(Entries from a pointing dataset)
= = = =
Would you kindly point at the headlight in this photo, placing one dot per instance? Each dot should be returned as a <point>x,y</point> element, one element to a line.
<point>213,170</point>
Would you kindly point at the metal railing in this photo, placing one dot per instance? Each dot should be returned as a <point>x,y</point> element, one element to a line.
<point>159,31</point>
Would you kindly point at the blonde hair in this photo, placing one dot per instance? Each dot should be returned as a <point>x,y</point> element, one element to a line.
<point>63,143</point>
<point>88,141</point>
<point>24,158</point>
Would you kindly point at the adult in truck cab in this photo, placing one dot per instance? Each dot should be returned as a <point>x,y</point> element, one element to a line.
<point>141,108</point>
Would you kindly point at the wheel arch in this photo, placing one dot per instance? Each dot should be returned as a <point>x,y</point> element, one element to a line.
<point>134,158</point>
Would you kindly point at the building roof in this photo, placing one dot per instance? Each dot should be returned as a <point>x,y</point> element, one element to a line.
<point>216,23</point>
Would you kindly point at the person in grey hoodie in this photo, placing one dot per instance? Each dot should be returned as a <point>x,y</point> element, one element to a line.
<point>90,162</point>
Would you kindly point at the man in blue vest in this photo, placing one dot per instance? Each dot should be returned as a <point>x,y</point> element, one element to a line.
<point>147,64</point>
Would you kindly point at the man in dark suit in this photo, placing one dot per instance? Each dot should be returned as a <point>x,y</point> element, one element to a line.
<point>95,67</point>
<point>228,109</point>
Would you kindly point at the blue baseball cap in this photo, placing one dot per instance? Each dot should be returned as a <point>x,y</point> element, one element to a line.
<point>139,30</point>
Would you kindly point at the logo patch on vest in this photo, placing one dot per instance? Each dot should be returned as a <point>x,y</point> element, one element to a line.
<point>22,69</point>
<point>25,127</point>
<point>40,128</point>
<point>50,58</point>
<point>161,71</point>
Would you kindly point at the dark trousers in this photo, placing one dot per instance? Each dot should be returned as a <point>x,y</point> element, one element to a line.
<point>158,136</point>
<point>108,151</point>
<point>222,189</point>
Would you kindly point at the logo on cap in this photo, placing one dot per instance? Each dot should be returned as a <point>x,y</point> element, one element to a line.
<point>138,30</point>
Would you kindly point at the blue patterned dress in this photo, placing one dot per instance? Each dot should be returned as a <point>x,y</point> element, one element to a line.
= = = =
• **Problem to work on**
Begin with the line that contains "Would you kindly point at the dark" and end with the last line of the records; set down every line in that span exactly, and nothing else.

• **Right answer**
Would you kindly point at the dark trousers in this photo, placing one dot per instance? Each dot should be returned as a <point>x,y</point> element, one element to a line.
<point>158,136</point>
<point>108,151</point>
<point>222,189</point>
Would you kindly point at the logo on cap in this photo, placing one dot per instance? Each dot should be returned as a <point>x,y</point> element, one element to a line.
<point>138,30</point>
Would you kindly point at the blue patterned dress in this photo, placing one dot per instance? Each dot should be returned as a <point>x,y</point> element, one element to a line.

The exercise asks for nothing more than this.